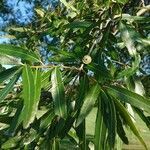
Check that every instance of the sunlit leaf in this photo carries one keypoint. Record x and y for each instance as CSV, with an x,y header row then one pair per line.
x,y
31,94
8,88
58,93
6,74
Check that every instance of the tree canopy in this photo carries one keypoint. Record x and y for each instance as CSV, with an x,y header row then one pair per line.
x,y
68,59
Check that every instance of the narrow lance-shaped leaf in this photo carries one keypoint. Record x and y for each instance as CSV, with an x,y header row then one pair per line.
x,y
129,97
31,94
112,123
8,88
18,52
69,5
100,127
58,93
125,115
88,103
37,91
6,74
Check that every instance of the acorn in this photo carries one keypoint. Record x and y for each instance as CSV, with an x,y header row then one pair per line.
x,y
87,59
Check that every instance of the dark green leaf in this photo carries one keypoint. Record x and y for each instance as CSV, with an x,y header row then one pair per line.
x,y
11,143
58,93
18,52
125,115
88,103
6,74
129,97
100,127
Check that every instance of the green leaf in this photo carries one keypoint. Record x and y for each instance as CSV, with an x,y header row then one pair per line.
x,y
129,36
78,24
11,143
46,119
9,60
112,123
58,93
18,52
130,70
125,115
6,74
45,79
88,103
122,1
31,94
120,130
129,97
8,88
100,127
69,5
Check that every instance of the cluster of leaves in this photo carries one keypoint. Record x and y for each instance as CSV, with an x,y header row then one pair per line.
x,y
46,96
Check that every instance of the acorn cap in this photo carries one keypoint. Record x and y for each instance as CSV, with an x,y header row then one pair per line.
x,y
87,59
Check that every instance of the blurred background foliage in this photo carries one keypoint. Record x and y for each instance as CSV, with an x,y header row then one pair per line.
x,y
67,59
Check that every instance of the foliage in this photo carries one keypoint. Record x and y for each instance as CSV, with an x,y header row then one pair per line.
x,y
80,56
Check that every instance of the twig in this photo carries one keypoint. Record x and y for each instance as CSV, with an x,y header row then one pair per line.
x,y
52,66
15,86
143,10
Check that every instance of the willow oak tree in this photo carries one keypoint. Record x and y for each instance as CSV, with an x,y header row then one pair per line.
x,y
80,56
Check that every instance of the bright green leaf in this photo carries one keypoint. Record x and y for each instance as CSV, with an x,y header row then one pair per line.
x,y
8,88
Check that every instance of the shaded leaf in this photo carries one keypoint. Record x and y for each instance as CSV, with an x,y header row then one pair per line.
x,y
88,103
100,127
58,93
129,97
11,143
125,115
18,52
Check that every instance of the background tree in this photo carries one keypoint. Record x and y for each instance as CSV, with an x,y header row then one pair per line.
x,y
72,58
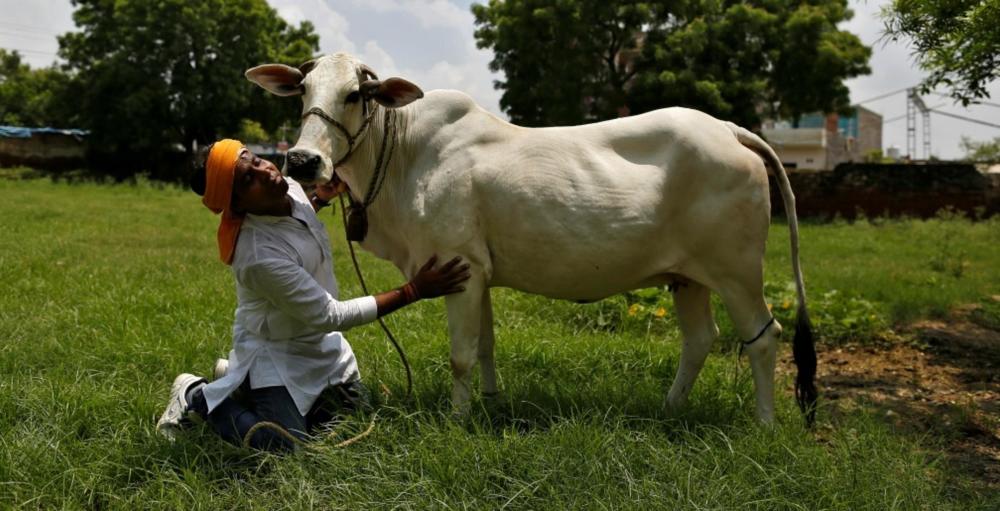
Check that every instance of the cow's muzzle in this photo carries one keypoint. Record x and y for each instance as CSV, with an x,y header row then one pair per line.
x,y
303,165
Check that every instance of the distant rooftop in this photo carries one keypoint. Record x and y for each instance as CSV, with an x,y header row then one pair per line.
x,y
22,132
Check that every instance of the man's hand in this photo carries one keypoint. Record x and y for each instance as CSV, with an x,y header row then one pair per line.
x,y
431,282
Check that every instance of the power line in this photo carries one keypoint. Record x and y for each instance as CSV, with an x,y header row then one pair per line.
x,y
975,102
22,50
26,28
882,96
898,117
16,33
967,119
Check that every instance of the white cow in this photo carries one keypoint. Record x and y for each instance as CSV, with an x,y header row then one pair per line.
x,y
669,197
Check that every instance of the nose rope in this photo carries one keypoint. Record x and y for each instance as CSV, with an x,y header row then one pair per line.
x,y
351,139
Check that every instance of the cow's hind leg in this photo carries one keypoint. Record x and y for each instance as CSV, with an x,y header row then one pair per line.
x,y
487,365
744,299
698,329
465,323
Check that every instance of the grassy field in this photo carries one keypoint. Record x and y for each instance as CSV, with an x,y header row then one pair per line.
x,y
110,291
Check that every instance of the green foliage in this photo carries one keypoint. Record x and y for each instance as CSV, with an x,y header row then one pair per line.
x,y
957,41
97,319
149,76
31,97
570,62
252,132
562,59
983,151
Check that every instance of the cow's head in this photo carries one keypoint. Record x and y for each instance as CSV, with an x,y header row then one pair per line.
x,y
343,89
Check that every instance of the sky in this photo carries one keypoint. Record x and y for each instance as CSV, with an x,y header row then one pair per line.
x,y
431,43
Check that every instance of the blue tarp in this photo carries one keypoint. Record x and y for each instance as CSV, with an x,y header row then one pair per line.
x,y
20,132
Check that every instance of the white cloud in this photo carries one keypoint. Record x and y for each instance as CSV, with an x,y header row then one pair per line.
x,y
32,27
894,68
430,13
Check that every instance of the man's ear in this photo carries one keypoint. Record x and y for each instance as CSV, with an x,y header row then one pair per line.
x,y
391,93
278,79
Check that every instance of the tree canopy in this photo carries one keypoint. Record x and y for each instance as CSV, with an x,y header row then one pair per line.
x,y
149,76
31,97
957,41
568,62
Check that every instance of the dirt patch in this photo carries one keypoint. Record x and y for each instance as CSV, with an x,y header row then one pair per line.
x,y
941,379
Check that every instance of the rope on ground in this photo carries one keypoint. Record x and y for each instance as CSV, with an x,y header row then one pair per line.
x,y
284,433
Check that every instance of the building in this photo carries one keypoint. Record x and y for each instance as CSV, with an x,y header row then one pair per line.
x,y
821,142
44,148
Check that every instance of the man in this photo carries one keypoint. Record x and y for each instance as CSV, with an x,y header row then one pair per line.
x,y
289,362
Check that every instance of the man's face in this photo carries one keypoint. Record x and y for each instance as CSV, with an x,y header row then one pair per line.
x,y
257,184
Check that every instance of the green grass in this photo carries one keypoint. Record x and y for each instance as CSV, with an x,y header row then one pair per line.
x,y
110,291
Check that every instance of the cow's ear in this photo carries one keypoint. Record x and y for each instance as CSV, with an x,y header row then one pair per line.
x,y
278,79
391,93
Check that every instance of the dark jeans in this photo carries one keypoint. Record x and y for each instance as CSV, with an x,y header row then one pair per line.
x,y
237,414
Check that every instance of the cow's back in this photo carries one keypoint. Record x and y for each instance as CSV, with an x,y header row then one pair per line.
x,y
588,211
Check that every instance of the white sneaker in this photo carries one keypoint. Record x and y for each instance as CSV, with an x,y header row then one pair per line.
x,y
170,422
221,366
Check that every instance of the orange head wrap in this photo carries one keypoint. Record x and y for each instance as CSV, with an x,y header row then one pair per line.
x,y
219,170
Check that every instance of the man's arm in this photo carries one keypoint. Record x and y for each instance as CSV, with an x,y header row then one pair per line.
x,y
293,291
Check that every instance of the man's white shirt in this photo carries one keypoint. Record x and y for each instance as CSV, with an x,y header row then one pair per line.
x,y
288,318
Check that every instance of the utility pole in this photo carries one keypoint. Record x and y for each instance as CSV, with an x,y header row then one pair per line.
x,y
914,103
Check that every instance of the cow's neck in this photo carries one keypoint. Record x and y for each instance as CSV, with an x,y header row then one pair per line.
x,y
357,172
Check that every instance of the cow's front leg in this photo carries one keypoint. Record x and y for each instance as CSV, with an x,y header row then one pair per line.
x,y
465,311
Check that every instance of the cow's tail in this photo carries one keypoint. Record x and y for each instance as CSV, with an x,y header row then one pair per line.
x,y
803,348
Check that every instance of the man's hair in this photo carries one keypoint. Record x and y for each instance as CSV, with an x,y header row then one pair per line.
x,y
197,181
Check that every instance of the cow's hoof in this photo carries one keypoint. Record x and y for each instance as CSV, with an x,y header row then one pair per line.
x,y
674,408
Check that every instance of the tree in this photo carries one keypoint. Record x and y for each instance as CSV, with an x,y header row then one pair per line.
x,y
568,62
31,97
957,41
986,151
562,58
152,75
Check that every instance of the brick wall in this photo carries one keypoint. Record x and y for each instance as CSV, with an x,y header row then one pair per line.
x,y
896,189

════

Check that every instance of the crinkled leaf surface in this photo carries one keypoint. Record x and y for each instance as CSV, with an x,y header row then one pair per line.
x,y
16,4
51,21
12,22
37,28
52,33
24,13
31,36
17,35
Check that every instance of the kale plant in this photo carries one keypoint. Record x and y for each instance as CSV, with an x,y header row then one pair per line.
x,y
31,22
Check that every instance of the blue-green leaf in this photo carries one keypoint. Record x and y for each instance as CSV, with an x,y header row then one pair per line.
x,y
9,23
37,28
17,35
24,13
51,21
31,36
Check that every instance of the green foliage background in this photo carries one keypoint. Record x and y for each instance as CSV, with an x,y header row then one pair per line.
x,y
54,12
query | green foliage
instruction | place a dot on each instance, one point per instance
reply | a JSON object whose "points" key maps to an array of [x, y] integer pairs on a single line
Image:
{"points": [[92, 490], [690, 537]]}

════

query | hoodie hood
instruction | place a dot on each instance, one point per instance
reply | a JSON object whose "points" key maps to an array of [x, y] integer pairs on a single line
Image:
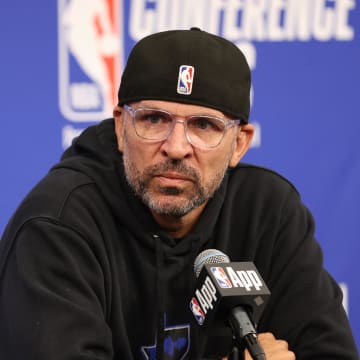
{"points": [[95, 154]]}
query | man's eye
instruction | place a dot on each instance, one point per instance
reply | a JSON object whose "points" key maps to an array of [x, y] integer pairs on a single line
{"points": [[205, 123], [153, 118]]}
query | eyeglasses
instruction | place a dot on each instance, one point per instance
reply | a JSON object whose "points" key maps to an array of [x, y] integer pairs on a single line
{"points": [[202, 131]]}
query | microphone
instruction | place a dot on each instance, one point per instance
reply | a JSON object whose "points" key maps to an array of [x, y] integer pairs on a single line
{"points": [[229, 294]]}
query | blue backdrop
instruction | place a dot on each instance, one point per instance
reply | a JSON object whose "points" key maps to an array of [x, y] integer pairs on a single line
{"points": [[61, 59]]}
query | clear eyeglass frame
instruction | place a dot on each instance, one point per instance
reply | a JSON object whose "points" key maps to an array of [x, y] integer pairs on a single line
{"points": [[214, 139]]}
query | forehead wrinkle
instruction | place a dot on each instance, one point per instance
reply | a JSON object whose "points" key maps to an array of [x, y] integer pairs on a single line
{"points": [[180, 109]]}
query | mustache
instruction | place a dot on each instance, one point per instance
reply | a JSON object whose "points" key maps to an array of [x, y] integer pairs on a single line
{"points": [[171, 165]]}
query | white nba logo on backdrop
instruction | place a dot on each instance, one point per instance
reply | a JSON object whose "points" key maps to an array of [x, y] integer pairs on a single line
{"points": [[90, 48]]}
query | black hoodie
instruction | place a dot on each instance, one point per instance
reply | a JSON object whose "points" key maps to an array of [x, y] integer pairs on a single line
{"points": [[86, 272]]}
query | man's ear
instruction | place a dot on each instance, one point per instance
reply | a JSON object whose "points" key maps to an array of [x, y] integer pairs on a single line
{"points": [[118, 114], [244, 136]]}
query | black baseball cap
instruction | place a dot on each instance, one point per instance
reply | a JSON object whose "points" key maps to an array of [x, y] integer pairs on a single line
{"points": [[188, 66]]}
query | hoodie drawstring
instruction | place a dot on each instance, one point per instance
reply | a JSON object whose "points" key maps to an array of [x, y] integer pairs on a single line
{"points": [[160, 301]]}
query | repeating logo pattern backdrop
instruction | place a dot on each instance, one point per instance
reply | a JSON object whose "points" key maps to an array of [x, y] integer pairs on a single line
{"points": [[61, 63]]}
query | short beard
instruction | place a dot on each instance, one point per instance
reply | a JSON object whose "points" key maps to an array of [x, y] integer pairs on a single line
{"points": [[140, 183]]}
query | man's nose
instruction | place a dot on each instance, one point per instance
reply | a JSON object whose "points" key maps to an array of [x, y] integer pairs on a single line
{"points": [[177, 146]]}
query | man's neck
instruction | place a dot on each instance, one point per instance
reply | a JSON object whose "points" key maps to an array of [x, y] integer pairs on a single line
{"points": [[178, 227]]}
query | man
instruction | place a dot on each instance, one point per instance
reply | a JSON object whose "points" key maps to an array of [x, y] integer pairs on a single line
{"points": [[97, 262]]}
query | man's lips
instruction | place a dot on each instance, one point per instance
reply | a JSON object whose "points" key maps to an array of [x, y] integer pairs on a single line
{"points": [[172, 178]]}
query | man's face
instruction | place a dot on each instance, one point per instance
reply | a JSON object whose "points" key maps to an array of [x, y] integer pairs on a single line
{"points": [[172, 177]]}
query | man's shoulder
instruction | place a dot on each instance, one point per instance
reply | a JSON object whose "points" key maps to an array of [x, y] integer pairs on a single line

════

--- Requirement ---
Lines holding "backdrop": give how many there are in the entries above, and nothing more.

--- Result ---
3